[WRITTEN PROBLEM]:
Please rescale the lines below, from the one containing "Locate every instance of the coil" through the end of the lines, inclusive, and rewrite them with the requests included but every point coordinate in the answers multiplied by 1.85 and rounded to a whole number, halves rounding up. Leave the pictures out of your answer.

Data lines:
★ ★ ★ ★ ★

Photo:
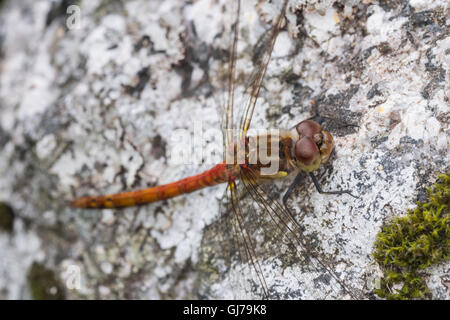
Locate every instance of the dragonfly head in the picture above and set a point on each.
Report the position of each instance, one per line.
(312, 145)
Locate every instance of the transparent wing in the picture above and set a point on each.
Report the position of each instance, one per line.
(284, 239)
(229, 111)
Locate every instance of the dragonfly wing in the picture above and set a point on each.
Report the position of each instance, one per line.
(279, 241)
(258, 76)
(229, 110)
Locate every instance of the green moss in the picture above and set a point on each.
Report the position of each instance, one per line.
(44, 284)
(6, 217)
(409, 244)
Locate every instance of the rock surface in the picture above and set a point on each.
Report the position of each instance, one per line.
(96, 102)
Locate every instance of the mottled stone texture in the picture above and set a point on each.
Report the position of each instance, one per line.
(95, 108)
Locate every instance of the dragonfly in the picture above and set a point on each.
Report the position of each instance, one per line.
(249, 162)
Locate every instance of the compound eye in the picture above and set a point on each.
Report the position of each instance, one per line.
(306, 151)
(308, 128)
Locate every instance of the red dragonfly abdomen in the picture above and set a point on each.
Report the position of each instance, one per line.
(216, 175)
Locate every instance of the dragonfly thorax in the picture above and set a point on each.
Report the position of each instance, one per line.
(312, 145)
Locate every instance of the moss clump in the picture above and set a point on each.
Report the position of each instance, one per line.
(412, 243)
(43, 283)
(6, 217)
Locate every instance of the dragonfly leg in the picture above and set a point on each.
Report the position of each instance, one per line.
(319, 189)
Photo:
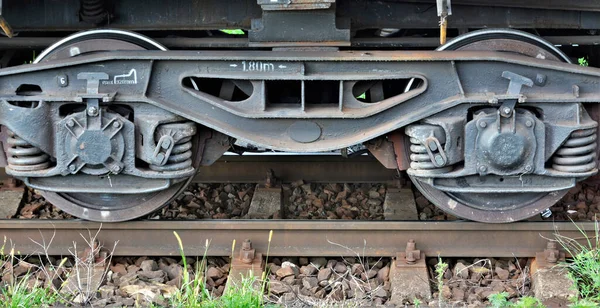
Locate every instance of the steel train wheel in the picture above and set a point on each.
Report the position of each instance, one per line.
(107, 207)
(496, 207)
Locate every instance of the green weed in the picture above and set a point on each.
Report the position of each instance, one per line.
(233, 31)
(440, 269)
(584, 267)
(500, 300)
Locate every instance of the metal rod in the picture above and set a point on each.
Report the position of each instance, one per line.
(209, 42)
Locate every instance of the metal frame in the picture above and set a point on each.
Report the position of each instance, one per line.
(453, 78)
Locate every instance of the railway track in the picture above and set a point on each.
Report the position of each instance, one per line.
(298, 238)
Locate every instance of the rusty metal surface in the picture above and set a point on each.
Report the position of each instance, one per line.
(241, 42)
(323, 169)
(46, 15)
(296, 238)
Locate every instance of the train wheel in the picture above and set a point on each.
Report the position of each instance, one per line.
(107, 207)
(496, 207)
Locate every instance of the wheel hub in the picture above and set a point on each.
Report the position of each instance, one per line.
(496, 167)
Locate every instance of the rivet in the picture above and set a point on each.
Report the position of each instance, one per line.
(93, 111)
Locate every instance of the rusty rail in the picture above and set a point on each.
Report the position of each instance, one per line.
(295, 238)
(315, 169)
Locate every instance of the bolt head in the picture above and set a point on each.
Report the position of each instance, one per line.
(540, 79)
(74, 51)
(92, 111)
(166, 144)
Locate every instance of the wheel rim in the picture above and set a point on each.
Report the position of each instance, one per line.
(107, 207)
(494, 207)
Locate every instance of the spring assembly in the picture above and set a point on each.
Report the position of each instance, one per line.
(420, 160)
(22, 156)
(180, 157)
(93, 11)
(578, 153)
(427, 143)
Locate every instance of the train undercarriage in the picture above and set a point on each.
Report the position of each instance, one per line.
(494, 126)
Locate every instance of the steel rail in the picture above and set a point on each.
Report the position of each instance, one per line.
(293, 238)
(210, 42)
(315, 169)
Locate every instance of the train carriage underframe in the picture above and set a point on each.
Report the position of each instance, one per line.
(494, 126)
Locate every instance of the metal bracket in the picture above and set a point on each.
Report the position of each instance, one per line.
(516, 82)
(411, 256)
(285, 21)
(290, 5)
(248, 260)
(550, 256)
(92, 87)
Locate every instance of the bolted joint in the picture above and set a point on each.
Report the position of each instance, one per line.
(551, 253)
(411, 252)
(92, 111)
(247, 253)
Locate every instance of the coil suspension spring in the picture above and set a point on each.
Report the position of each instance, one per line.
(180, 157)
(578, 153)
(22, 156)
(93, 11)
(419, 157)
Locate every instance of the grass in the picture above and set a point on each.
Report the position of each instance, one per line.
(18, 294)
(194, 293)
(233, 31)
(584, 267)
(500, 300)
(440, 269)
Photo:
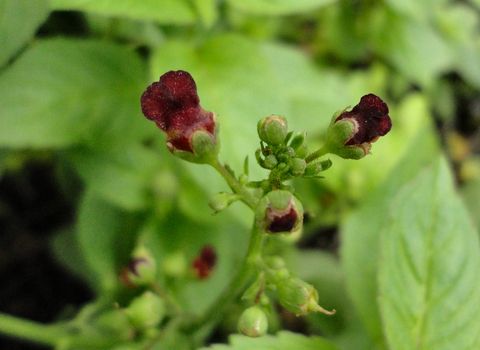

★ ★ ★ ★ ★

[RESULT FOR THIS TASK]:
Locate every instance of the coil suspension spring in the picture above and set a point on each.
Report the position of each instance, one per line.
(333, 290)
(1069, 283)
(41, 289)
(172, 20)
(775, 290)
Locate every instance of the grass in the picture above and set a point on each.
Report the position of each instance, one per line.
(33, 544)
(359, 542)
(431, 57)
(1080, 494)
(925, 555)
(814, 498)
Photo:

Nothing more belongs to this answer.